WRITTEN REQUEST —
Copy out exactly the lines from the line containing "windshield and report the position of each." to the end of the listing.
────────────────────
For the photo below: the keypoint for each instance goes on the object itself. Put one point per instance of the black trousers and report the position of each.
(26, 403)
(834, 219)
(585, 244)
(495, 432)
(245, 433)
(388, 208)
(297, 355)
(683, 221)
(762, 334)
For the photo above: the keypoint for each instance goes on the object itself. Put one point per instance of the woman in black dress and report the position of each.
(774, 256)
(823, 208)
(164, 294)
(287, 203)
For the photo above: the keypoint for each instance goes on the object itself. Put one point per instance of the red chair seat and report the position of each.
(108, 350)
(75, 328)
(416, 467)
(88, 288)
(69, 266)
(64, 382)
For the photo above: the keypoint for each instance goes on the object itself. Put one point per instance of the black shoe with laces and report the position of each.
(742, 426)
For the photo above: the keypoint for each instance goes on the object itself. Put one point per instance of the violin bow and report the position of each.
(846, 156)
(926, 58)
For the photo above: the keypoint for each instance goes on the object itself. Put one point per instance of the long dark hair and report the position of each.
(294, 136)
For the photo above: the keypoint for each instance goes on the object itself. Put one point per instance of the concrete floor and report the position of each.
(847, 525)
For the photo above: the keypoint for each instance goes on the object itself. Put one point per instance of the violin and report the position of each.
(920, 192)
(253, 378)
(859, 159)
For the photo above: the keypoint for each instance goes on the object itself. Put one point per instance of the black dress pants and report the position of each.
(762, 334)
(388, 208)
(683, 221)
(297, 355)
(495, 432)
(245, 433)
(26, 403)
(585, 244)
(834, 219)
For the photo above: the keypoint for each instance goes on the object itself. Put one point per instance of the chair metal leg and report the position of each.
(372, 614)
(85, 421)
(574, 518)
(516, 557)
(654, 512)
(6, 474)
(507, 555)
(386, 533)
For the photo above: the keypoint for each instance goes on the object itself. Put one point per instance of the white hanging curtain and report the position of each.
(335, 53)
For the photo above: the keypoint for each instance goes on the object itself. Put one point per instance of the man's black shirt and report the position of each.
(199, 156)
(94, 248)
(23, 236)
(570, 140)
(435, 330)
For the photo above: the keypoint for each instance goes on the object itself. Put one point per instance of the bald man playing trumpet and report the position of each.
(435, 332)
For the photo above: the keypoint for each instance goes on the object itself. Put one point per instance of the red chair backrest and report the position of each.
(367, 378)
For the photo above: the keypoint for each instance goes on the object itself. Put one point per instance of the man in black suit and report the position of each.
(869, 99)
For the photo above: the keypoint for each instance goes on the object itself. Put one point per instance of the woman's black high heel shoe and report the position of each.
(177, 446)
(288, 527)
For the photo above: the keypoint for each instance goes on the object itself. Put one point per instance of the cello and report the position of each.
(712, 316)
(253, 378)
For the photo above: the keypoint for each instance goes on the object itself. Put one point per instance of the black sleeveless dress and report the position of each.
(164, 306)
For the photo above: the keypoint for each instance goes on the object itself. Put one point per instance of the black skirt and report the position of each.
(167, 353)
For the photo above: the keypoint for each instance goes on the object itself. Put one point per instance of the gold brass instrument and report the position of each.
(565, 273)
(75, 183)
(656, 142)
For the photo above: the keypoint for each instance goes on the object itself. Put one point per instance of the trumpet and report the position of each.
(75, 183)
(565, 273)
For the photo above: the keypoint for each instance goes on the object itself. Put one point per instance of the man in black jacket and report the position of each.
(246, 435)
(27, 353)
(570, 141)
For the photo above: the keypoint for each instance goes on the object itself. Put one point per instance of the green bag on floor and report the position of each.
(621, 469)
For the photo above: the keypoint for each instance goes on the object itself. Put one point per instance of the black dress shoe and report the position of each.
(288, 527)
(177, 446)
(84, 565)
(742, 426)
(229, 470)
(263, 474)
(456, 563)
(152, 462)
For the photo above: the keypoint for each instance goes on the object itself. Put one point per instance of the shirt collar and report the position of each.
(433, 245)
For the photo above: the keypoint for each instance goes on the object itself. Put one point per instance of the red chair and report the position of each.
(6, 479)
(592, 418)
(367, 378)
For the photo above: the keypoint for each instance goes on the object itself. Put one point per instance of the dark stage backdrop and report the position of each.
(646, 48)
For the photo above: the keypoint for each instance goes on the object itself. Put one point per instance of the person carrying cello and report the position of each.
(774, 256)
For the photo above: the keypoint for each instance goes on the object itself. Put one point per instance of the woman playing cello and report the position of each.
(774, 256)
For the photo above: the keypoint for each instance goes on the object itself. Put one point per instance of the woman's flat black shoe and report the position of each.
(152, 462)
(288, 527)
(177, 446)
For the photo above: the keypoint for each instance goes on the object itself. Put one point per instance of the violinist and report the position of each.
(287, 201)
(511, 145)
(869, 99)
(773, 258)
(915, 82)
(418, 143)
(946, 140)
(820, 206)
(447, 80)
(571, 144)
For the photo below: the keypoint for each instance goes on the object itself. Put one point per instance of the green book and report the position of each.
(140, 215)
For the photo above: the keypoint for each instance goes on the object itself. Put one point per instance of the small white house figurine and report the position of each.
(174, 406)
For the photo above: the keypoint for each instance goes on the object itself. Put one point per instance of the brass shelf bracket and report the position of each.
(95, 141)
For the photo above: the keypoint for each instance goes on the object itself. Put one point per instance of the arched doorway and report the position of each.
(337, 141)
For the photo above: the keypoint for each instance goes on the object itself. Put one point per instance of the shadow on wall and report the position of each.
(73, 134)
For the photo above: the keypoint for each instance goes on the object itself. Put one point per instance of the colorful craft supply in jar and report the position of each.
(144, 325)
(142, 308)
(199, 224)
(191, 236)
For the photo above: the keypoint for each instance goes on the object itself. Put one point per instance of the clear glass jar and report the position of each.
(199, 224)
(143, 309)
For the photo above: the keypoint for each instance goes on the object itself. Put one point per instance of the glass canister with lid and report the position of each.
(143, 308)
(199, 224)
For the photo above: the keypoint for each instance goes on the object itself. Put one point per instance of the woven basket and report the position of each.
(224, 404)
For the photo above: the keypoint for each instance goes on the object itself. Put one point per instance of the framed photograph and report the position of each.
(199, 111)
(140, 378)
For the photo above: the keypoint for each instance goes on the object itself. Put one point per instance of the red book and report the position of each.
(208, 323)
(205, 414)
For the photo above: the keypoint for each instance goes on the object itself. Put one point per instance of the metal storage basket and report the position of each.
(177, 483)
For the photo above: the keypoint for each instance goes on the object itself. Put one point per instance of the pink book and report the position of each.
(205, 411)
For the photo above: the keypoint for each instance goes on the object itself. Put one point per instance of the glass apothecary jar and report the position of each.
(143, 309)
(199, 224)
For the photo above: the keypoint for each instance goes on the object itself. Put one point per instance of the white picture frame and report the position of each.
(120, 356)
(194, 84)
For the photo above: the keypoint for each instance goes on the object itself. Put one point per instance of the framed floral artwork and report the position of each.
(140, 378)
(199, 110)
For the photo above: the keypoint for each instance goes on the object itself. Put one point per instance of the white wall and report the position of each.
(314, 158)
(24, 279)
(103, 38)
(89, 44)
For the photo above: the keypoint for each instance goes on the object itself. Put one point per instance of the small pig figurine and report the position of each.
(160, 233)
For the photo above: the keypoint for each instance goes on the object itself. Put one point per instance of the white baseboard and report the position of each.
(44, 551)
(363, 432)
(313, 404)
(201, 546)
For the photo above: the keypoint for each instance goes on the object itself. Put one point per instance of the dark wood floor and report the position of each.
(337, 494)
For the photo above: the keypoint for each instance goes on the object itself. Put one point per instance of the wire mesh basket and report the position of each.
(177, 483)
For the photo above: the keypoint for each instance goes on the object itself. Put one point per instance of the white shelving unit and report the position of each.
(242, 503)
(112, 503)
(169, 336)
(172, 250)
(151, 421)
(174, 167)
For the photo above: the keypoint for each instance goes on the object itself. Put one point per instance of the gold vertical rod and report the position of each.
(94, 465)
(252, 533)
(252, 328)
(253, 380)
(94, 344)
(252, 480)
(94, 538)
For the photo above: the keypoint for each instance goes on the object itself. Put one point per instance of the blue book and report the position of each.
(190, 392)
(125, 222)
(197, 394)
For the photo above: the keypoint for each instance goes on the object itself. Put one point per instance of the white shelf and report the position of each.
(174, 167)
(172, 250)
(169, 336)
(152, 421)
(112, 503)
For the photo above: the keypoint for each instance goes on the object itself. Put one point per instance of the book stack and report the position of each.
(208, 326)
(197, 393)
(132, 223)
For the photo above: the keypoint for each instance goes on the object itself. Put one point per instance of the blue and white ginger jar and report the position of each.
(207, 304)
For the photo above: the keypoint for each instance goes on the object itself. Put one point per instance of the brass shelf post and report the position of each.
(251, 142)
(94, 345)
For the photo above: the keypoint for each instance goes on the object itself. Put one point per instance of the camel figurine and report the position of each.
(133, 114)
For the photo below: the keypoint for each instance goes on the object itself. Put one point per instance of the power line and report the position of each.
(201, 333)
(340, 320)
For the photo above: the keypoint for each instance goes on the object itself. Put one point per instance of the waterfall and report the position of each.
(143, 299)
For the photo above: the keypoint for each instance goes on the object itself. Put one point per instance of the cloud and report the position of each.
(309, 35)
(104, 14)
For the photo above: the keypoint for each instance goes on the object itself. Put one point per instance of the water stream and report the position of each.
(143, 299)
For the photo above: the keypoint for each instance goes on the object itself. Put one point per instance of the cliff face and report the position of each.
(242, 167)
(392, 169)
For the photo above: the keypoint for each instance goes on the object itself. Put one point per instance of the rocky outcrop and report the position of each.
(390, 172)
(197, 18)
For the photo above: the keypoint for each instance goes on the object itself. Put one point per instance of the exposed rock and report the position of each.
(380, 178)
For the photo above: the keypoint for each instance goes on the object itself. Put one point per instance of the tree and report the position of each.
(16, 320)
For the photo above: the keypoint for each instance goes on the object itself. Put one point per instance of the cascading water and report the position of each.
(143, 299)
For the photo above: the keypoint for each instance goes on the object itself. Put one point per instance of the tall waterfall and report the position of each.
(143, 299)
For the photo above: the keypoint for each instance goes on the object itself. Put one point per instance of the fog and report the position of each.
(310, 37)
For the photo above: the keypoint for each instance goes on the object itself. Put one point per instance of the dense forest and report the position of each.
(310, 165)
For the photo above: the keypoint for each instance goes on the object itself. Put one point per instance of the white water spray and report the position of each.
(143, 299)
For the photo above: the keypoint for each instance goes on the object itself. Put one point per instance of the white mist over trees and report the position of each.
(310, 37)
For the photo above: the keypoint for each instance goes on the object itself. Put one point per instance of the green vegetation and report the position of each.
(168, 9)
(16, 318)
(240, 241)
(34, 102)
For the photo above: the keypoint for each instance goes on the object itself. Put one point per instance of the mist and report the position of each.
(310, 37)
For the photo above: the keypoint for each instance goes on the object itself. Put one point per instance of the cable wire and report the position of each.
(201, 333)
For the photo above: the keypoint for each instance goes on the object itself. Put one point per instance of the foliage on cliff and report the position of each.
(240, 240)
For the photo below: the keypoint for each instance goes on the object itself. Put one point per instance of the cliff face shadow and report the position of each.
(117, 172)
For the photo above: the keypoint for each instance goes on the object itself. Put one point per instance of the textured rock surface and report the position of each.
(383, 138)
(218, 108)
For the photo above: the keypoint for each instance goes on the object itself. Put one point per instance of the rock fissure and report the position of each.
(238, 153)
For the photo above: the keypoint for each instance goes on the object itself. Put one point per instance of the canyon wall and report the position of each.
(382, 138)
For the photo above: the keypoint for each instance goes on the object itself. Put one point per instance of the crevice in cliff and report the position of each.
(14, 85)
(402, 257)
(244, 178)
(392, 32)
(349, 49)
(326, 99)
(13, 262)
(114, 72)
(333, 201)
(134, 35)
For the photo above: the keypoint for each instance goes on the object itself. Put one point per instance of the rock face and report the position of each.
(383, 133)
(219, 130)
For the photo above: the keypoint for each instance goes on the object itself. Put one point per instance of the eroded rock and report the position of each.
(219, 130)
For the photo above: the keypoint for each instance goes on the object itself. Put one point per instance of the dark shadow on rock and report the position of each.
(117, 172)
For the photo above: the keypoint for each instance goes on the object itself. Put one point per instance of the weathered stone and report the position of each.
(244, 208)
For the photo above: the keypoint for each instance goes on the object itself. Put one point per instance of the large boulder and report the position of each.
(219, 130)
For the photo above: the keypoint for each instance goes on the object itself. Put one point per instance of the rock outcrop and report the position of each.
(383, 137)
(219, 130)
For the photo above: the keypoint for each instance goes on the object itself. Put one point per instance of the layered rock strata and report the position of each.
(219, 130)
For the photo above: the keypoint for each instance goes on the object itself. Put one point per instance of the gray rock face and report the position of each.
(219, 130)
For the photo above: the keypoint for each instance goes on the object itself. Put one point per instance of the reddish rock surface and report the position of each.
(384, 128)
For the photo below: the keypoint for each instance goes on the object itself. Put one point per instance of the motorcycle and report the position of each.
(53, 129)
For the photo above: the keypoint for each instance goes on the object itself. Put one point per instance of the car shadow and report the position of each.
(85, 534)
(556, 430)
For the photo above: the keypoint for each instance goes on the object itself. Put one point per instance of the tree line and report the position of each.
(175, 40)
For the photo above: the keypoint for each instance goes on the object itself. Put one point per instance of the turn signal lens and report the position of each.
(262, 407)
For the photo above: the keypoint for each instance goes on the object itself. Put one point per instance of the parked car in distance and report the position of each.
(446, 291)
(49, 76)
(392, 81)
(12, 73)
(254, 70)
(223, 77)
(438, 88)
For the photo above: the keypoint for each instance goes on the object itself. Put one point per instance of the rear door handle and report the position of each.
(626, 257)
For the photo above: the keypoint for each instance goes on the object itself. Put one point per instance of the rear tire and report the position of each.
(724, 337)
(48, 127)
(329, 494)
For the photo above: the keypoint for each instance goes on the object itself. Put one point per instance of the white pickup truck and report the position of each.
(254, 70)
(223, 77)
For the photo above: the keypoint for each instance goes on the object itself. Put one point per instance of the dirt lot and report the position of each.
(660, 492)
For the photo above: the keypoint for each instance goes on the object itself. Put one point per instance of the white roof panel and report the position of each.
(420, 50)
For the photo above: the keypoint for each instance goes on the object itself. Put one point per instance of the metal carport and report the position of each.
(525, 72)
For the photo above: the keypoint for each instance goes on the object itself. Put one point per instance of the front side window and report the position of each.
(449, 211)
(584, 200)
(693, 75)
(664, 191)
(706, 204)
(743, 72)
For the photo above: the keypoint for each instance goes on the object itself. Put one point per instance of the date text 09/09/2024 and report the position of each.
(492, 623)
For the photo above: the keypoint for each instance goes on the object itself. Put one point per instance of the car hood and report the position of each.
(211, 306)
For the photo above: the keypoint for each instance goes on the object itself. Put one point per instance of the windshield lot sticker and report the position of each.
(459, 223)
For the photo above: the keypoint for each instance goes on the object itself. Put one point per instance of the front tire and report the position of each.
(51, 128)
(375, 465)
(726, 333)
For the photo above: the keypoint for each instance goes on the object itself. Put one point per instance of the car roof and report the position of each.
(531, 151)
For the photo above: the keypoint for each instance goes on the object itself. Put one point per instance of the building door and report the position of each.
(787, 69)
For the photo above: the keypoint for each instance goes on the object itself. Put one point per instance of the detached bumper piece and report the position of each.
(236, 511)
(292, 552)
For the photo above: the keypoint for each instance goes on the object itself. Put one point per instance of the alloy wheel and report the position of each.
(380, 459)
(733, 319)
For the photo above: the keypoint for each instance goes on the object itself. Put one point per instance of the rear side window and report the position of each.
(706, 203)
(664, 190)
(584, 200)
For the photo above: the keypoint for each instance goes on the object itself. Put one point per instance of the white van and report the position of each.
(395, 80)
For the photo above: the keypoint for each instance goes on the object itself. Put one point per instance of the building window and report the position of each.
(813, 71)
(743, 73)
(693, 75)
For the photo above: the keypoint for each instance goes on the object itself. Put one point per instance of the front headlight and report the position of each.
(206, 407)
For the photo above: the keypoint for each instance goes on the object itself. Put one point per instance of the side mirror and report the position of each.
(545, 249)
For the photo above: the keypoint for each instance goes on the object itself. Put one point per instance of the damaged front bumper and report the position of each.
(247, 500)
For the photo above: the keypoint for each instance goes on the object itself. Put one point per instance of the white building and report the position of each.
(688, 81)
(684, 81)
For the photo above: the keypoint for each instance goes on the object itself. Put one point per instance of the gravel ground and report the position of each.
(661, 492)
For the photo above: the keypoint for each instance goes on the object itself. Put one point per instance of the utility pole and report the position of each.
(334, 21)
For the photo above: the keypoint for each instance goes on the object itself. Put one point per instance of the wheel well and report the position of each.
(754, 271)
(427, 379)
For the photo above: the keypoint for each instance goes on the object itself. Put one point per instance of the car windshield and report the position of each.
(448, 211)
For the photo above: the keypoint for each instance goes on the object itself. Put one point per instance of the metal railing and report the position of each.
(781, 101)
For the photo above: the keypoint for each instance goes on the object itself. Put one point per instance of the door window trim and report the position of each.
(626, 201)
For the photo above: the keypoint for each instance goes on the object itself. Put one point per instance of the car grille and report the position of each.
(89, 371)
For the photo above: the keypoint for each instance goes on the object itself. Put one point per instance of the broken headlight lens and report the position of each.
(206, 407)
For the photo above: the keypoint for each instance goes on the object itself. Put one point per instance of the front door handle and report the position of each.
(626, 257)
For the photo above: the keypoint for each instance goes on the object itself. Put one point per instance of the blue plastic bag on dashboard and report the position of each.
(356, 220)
────────────────────
SOLUTION TO THIS PROBLEM —
For the photo above: the keypoint for each instance goes on the object itself. Put one point per instance of the car windshield and report the position of each.
(448, 211)
For the photo above: the keypoint for each instance goes on the object itself. Put one point per instance of the metal railing and report the position of each.
(781, 101)
For the photo above: the keypoint for each instance goes on the object itself. Put one point per instance of the door window trim and report the position of each.
(626, 201)
For the photo above: the keypoint for each instance goes on the object itself. Put one point per instance of the car grille and report the position of each.
(89, 371)
For the photo above: the keypoint for each instance goes on the object itself. Put one point per instance of the broken headlight lens and report the position of each.
(206, 407)
For the photo above: the keypoint for each instance goes on the object itself. Put one point per instance of the front door handle and report the position of each.
(626, 257)
For the photo above: the keypoint for each instance goes on the object itself. Put one point per instance of the blue plastic bag on dashboard and report the position of each.
(356, 220)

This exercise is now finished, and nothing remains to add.